In view of the conduct of the parties, which we have explained above, we do
not think that this is a fit case to exercise our discretionary
jurisdiction under Article 136 of the Constitution of India. Three
prominent features of this case stare us in the face. First and foremost,
on reading the correspondence between the parties, we are satisfied that
the Plaintiff has throughout been ready and willing to perform its
obligations under the Agreement to Sell. In particular, a reference may be
made to the letters dated 08.04.1986 and 15.04.1987 and the legal notice
dated 08.04.1987. The other unique feature of this case is that the suit
property is an island off the coast of Goa which is not readily capable of
valuation – indeed when asked to give us the present market value, both
sides were unable to do so. This fact also shows that monetary compensation
would not suffice and be an adequate alternative to specific performance.
The third unique feature of this case is that, as has been pointed out
hereinabove, the Plaintiff went to the extent of discharging the mortgage
with the Bank by paying a sum of Rs. 17 lakhs which was almost three times
the amount of the consideration mentioned in the agreement, i.e., Rs.
6,50,000/-. Clause 9 of the Agreement to Sell is set out hereunder:-
“If the Vendor fails and or neglects to complete the sale after the title
being made out as aforesaid or otherwise to carry out any one or more of
the obligations on his part as herein contained or enjoyed upon by any law
for the time being in force the Purchaser shall be at liberty to enforce
specific performance of this Agreement or recover the earnest money with
interest at 21% per annum.”

→ Set exercise A: According to the judgment excerpt, how much did the Plaintiff pay the Bank to discharge the mortgage?
The rows here are unrelated to the judgment excerpt.

[Object detection data]
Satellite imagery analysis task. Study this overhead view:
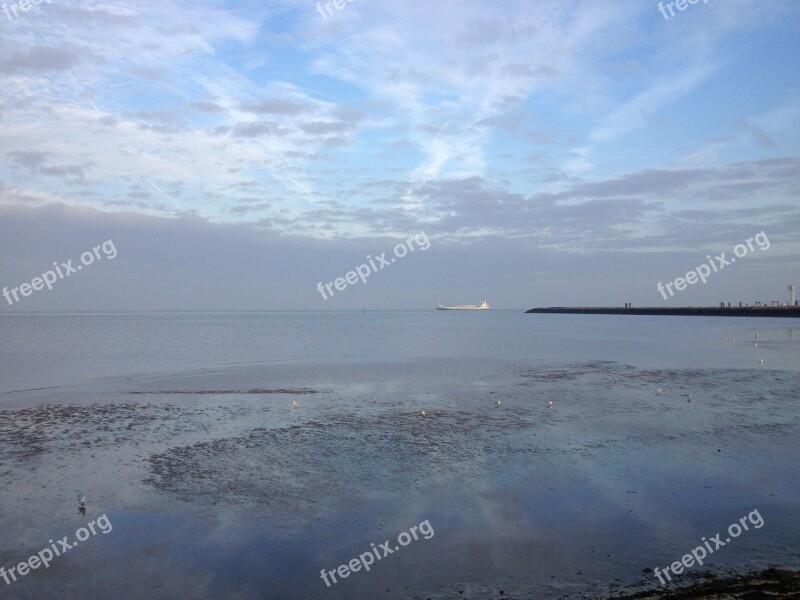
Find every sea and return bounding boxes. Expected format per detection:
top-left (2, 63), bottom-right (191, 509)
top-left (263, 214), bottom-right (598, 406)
top-left (0, 309), bottom-right (800, 599)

→ Set exercise B: Retype every object detection row exactly as it appears, leaving out the picture.

→ Task result A: Rs. 17 lakhs.

→ Task result B:
Satellite imagery analysis task. Study this overhead view:
Find every sea and return bounding boxes. Expected format per detection:
top-left (2, 63), bottom-right (191, 509)
top-left (263, 214), bottom-right (598, 406)
top-left (0, 309), bottom-right (800, 599)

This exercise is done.